- Original promotional poster
- Directed by: Jamie Babbit
- Written by: Abdi Nazemian; Micah Schraft;
- Produced by: Carolyn Pfeiffer; Joel Michaely; Holly Wiersma; Andrea Sperling;
- Starring: Elisha Cuthbert; Camilla Belle; Martin Donovan; Edie Falco; Katy Mixon; Shawn Ashmore;
- Cinematography: M. David Mullen
- Edited by: Joan Sobel
- Music by: Jeff Rona
- Production companies: Town Lake Films; Burnt Orange Productions;
- Distributed by: Sony Pictures Classics
- Release dates: September 12, 2005 (TIFF); August 25, 2006 (United States);
- Running time: 92 minutes
- Country: United States
- Languages: English American Sign Language
- Budget: $900,000
- Box office: $381,420

= The Quiet =

The Quiet is a 2005 American psychological thriller film directed by Jamie Babbit, written by Abdi Nazemian and Micah Schraft, and starring Elisha Cuthbert, Camilla Belle, Martin Donovan, and Edie Falco. It focuses on a deaf-mute teenage orphan who is sent to live with her godparents. She soon becomes a sounding board for the family members, who confess their darkest secrets to her, including the father's ongoing sexual abuse of his daughter.

(Tasks)
**A)** Answer these questions about the film page on The Quiet:
(i) Who edited the film?
(ii) What was its budget?
(iii) With whom is the deaf-mute teenage orphan sent to live?
**B)** Write the next part of the film page on The Quiet, picking up after its last sentence.
The lines after this point play no part in anything asked here.

(Provided records)
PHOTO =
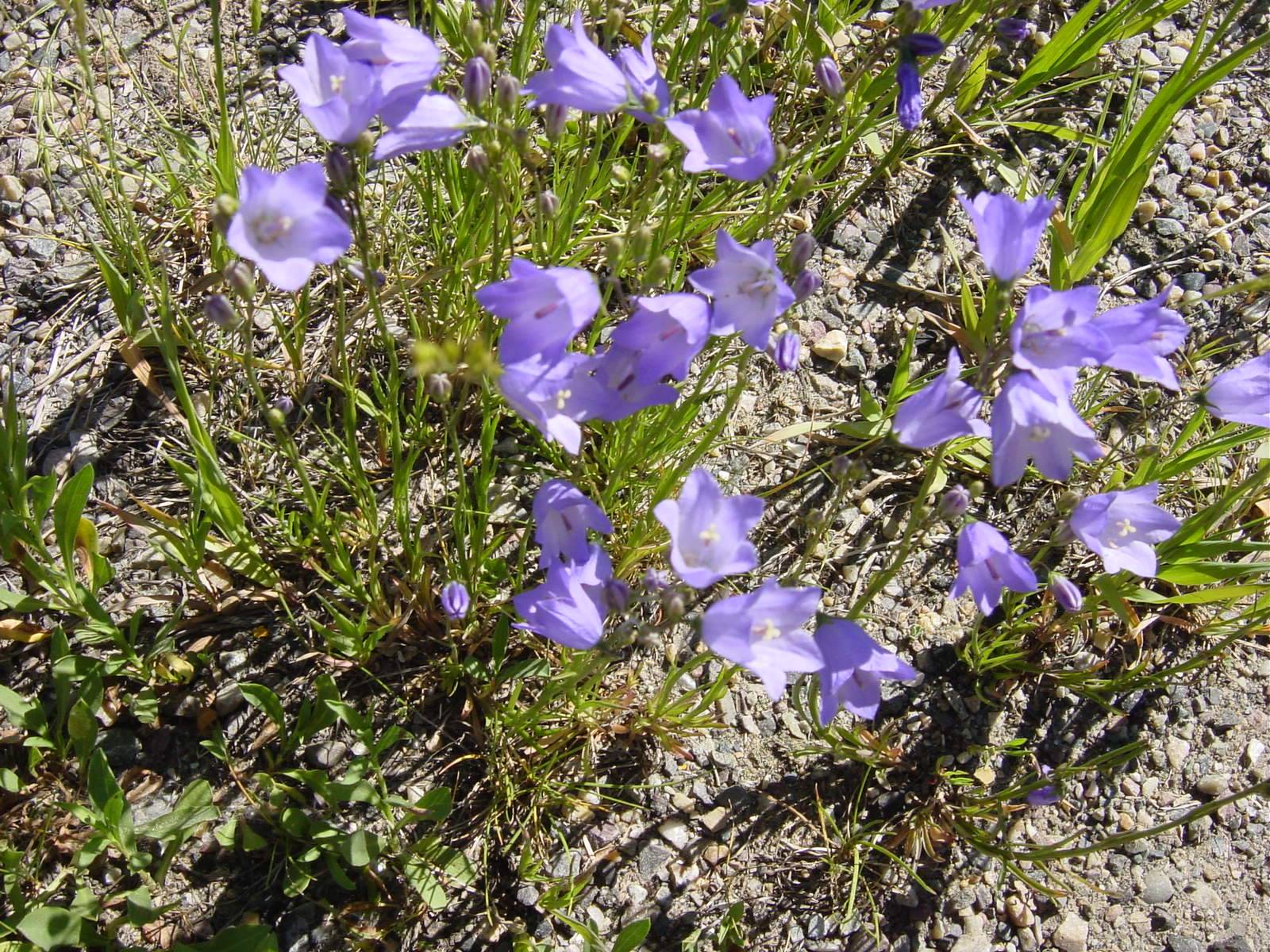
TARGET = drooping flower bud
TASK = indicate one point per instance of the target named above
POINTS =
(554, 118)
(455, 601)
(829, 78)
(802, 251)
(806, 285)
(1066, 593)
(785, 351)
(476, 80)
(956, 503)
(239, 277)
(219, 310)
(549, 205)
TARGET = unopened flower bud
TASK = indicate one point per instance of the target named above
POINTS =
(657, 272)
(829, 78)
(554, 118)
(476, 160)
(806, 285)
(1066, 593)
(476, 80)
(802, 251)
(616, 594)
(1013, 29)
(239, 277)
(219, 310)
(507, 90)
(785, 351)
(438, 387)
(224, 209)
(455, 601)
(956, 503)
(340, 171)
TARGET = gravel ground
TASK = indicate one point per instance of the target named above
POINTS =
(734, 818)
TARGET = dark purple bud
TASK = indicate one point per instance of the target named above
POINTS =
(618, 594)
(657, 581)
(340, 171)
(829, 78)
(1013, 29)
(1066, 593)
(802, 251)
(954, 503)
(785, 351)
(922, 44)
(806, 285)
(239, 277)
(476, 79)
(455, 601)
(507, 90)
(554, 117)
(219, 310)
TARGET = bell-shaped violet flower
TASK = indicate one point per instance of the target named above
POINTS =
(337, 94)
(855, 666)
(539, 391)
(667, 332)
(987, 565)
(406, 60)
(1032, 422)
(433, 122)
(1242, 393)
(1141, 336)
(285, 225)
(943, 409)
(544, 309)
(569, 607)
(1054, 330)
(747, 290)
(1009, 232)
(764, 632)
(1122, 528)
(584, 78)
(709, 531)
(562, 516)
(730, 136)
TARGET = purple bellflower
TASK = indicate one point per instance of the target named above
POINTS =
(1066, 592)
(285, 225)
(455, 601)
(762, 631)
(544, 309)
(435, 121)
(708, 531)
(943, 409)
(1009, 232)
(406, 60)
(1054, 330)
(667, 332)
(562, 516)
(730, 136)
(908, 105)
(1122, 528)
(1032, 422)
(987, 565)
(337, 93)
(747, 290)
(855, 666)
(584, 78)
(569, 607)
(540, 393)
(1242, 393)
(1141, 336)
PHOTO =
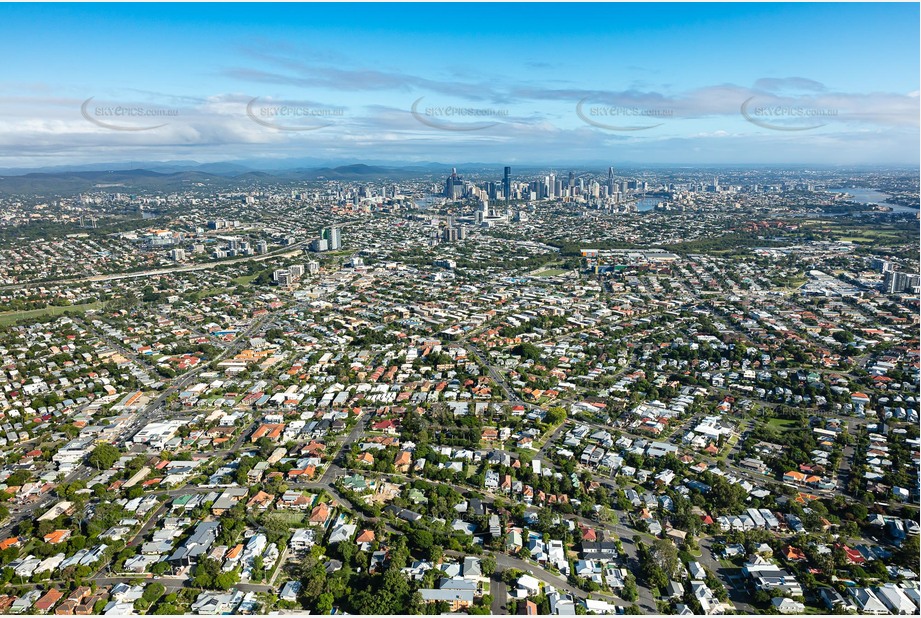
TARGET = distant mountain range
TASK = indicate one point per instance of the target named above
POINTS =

(Answers by task)
**A)**
(i) Joan Sobel
(ii) $900,000
(iii) Her godparents

**B)**
The second feature film by Babbit after the 1999 comedy But I'm a Cheerleader, The Quiet was shot in Austin, Texas in 2004, the first film by the University of Texas's Burnt Orange production company. Cuthbert served as an associate producer of the film. Its soundtrack features songs by Low, Cat Power, Le Tigre, and numerous Beethoven piano sonatas. The film premiered at the 2005 Toronto International Film Festival before being acquired by Destination Films, which re-edited the film drastically and added voiceover narration before releasing it in the United States theatrically through Sony Pictures Classics in August 2006.

The film was a box-office flop, but it found bigger commercial success in DVD markets. Many critics at the time of its release dismissed it as sleazy, exploitative, and difficult to watch, with several noting that it was too serious to be satire, yet too campy to be taken seriously. In the years since its release, the film has been analyzed by writers and critics as an example of a modern suburban gothic horror film.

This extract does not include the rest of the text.